:: What to work on ::
The data is to be transcribed in full, with nothing missed.

Excerpts from a dataset:
________

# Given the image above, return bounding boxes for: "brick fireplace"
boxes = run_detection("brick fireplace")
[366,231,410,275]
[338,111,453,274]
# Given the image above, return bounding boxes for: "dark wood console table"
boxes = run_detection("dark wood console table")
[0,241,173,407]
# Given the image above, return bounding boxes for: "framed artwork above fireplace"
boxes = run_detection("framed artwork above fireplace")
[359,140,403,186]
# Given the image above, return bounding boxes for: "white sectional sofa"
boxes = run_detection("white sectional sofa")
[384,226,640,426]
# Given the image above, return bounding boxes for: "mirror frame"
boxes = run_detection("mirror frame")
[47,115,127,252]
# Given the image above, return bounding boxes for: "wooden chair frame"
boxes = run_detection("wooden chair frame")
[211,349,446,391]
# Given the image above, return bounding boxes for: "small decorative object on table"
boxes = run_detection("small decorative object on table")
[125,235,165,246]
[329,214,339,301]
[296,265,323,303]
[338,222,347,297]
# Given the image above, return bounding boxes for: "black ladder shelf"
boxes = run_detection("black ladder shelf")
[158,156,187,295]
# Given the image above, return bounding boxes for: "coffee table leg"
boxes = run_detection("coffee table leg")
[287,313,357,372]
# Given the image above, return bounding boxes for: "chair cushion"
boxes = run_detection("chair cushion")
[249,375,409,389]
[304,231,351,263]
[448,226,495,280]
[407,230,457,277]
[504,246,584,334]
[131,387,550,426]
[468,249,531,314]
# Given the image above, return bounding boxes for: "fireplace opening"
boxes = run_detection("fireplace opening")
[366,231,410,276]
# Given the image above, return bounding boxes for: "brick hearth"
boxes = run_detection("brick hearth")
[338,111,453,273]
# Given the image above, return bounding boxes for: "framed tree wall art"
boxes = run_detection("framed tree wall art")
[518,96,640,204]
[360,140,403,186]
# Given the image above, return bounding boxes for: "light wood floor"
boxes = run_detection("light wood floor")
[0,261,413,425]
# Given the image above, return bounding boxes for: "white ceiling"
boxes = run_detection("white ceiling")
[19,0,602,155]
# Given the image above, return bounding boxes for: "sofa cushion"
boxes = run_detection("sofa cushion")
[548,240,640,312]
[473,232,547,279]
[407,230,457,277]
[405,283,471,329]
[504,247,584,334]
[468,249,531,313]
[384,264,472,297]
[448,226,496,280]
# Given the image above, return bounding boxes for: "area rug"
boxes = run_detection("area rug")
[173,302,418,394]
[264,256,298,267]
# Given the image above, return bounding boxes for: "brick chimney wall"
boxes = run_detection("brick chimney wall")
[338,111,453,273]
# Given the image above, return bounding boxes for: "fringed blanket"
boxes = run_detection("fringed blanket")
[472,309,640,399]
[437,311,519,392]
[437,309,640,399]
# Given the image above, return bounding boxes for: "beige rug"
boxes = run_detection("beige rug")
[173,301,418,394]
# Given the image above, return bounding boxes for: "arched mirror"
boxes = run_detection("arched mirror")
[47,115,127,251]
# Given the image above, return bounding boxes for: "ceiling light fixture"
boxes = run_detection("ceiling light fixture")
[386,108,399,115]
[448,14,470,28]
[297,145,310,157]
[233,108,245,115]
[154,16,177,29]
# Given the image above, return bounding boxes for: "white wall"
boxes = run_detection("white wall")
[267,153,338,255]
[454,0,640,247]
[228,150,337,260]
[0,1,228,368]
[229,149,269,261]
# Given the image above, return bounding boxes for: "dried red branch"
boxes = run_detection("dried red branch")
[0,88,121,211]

________

:: Result for this exercise ::
# Given the image above, return bounding boxes for: "brick fireplace"
boxes = run_detection("brick fireplace")
[366,231,410,275]
[338,111,453,274]
# Given the image above, return bounding boxes for: "dark wood console table"
boxes = run_detection("dark wood console table")
[0,241,173,407]
# Given the image above, return bounding boxes for: "framed artwork above fireplace"
boxes = run_detection("framed artwork above fireplace")
[359,140,403,186]
# Given the image above, return bounding boxes for: "white sectional sofa"
boxes = run_detection("white sectional sofa")
[384,226,640,426]
# Given the image above, return bounding boxes for: "mirror frame"
boxes = run_detection("mirror frame")
[47,115,127,252]
# Given the image above, return bounding boxes for: "wooden chair frame"
boxes = run_detection("wooden chair frame")
[211,349,446,391]
# Given the image above, return bounding boxes for: "small decorative object on table"
boxes = run_detection("small decorative object on table")
[125,235,165,246]
[329,214,339,301]
[296,265,323,303]
[338,222,347,297]
# Given the image above, return bounding boxes for: "black ladder shelf"
boxes = run_detection("black ladder shelf")
[158,156,187,295]
# Given the image above, return bounding boxes for: "coffee table leg"
boxes = run_detection("coffee table leg")
[287,313,357,372]
# Given the image above, return bounding boxes for: "chair cushion"
boxes = run_detection("chair cushion")
[249,375,409,389]
[304,231,351,263]
[448,226,495,280]
[407,230,457,277]
[504,246,584,334]
[131,387,550,426]
[468,249,531,314]
# Given the image above, return bounding boxes for: "fireplace opening"
boxes = run_detection("fireplace opening")
[366,231,410,276]
# Given the image above, return bounding boxes for: "brick hearth"
boxes = run_detection("brick hearth")
[338,111,453,273]
# Given the image above, return bounding boxes for: "framed tree wall art"
boxes = run_detection("framed tree wall art")
[518,96,640,204]
[360,140,403,186]
# Given the image above, return bounding boxes for: "light wood floor"
boxes = run_detection("light wood floor")
[0,261,413,425]
# Given the image above, return bounding boxes for: "white ceiling"
boxes = run_detection("white ceiling")
[19,0,602,155]
# Given the image above, return bounding boxes for: "sofa cushion"
boxes = run_detection("sofa cushion")
[548,240,640,312]
[473,232,547,279]
[407,230,457,277]
[405,283,471,329]
[504,247,584,334]
[468,249,531,313]
[384,264,472,297]
[448,226,496,280]
# Given the image above, return bounding boxes for: "area rug"
boxes = run_detection("area rug")
[173,302,418,394]
[264,256,298,267]
# Given the image above, return bounding boxes for: "brick chimney wall"
boxes = run_detection("brick chimney wall")
[338,111,453,273]
# Given the image above, return bounding boxes for: "fringed blanket"
boxes = run_detection("fringed blanket")
[472,309,640,399]
[437,311,519,392]
[437,309,640,399]
# Given the image above, return bounding boxes for: "beige rug"
boxes = run_detection("beige rug")
[173,301,418,394]
# Given the image above, return bounding boxes for: "arched mirror"
boxes = run_detection("arched mirror")
[47,115,127,251]
# Given the image above, return bounding boxes for: "ceiling light fixture"
boxes = run_detection("ceiling light fixture")
[386,108,399,115]
[448,14,470,28]
[297,145,310,157]
[233,108,245,115]
[154,16,177,29]
# Given the image above, return bounding boxes for: "white wall"
boxes = run_detection("white wall")
[267,153,338,255]
[454,0,640,247]
[228,150,337,260]
[0,1,228,368]
[229,149,269,261]
# Given the image above, return bounding boxes for: "dried red branch"
boxes = run_detection("dried red branch")
[0,88,121,211]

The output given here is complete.